A number of cases decided by the Hon'ble High Courts and also by the Apex Court are cited / referred to in the above judgement. Cases of Vijaya Bank Vs. CIT (323 ITR 166) 2010-TIOL-31-SC-IT and Southern Technologies Vs JCIT (320 ITR 577) 2010-TIOL-01-SC-IT are referred to therein. Accounting standard AS29 and also the effect of Board's Circular's have also been discussed at length in the order along with the subject of interpretation and construction of the relevant sections. Thus, the judgement is a comprehensive one which has considered the ratios laid down by various courts, the implications of Board's circulars and accounting standards.
The Hon'ble Supreme Court has held in the case of Catholic Syrian Bank that
"Mere provision for bad and doubtful debts may not be allowable, but in the case of a rural advance, the same, in terms of section 36(1)(viia) may be allowable without insisting on an actual write off …….in case of rural advances which are covered by clause (viia), there would be no double deduction. The proviso, in its terms, limits its application to the case of a bank to which clause (viia) applies. Indisputably clause (viia) applies only to rural advances." (emphasis supplied) (para 25&27).
Thus, it can be seen that in the case of provision made towards nonrural debts, no deduction can be allowed as there is no specific provision in the Income Tax Act to allow the same. This indicates that the provision made towards urban debt should be added back and allowed only when bad debts are really written off. The question of double deduction being allowed does not arise therein at all, because it is allowed only on actual write off. The Hon'ble Apex Court has also held that the proviso to section 36(1)(vii) apply only in respect of rural debts. In view of the above decision and in view of the option exercised by the assessee that it can claims deduction on doubtful debts as per option (b) i.e. 7.5% of Gross Total Income and 10% of aggregate average rural advances, the Assessing Officer has rightly worked out the allowable deduction, which is less than that of the provision made by the assessee as doubtful debts, allowed the deduction of bad debts for all assessment years and remaining balance was brought to tax. Accordingly, we reverse the order of the ld. CIT(A) and confirm the addition made by the Assessing Officer for all the above assessment years. This ground of appeal of the Revenue is allowed. “
We found the decision of the Hon'ble Supreme Court in respect of provisions of
section 36(1)(vii) is restricted to rural debts and the deduction has to be allowed
based on the above decision and the Assessing Officer has restricted the claim based
on the incremental advance made during the year by the rural branches. Since, the
Co-ordinate bench of this Tribunal has considered the facts and also provisions of law
:- 26 -: ITA Nos.1671, 1801, 1802, 1803, 1804, 2034 & 2035/Mds/2014 in the above decision. We inclined to set aside the order of the CIT(A) and upheld
the action of the Assessing Officer and allow the ground of the Revenue.

## Dataset section
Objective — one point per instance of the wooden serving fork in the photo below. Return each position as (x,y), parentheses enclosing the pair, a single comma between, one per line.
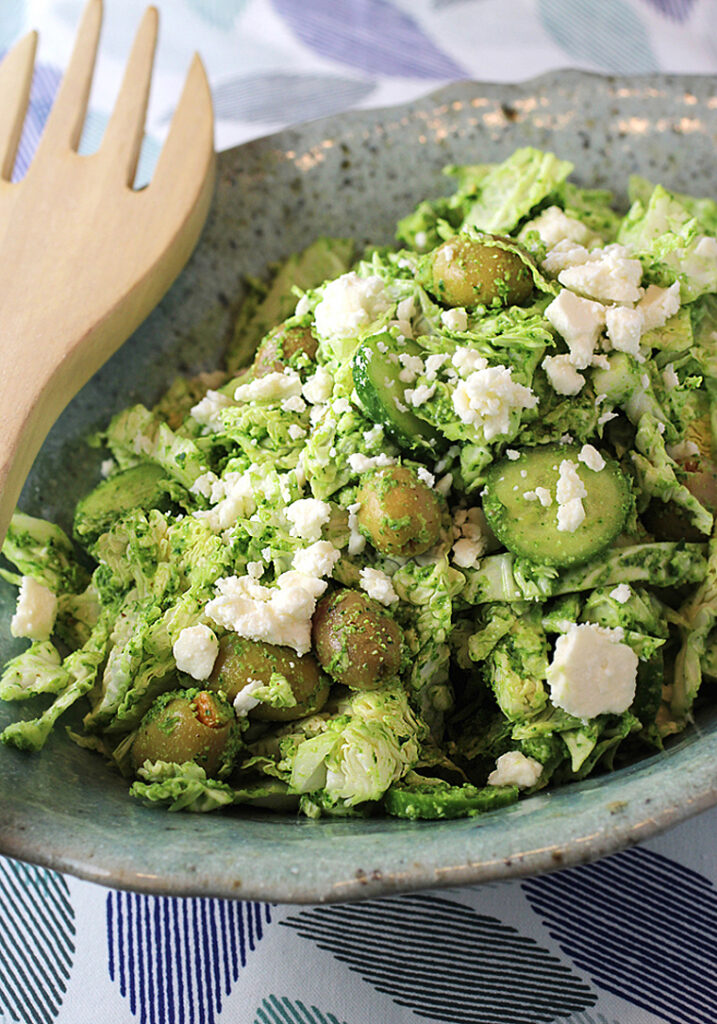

## Written exercise A
Return the part of the tribunal order on bad-debt deductions that opens with the words containing "A number of" and closes with "and accounting standards.", copied word for word.
## Written exercise B
Based on the tribunal order on bad-debt deductions, state whether each statement agrees with it, answering yes or no and quoting the words that decide it: (i) Clause (viia) applies only to rural advances. (ii) A provision made toward urban debt is allowed as soon as the provision is made. (iii) The tribunal upheld the order of the CIT(A).
## Written exercise C
Write what comes next in the tribunal order on bad-debt deductions, starting after its last sentence.

## Expected output A
A number of cases decided by the Hon'ble High Courts and also by the Apex Court are cited / referred to in the above judgement. Cases of Vijaya Bank Vs. CIT (323 ITR 166) 2010-TIOL-31-SC-IT and Southern Technologies Vs JCIT (320 ITR 577) 2010-TIOL-01-SC-IT are referred to therein. Accounting standard AS29 and also the effect of Board's Circular's have also been discussed at length in the order along with the subject of interpretation and construction of the relevant sections. Thus, the judgement is a comprehensive one which has considered the ratios laid down by various courts, the implications of Board's circulars and accounting standards.

## Expected output B
(i) Yes: "Indisputably clause (viia) applies only to rural advances."
(ii) No: "the provision made towards urban debt should be added back and allowed only when bad debts are really written off"
(iii) No: "We inclined to set aside the order of the CIT(A)"

## Expected output C
The seventh ground that the Ld. CIT(A) erred in allowing the deprecation loss
on account of shifting of securities in the middle of the year without considering the
facts that the assessee Bank has not reduced depreciation from book value on
securities at the time of sale of securities. The Ld. AO found that the assessee has
claimed deduction under Head shifting of securities Rs. 2,20,55,856/- and the Ld. AR
explained that the RBI allow such expenditure and relates to difference in the cost
price of the securities of HFT & AFS category and the market price on the date of
shifting of the same to HTM securities. The Ld. AO observed that the only transfer of
HFT and AFS takes place in the year subsequent to year of purchase and security has
already been marked to market till the end of the accounting year proceeding the
year in which to transfer or shifting of securities takes place in the year of purchase.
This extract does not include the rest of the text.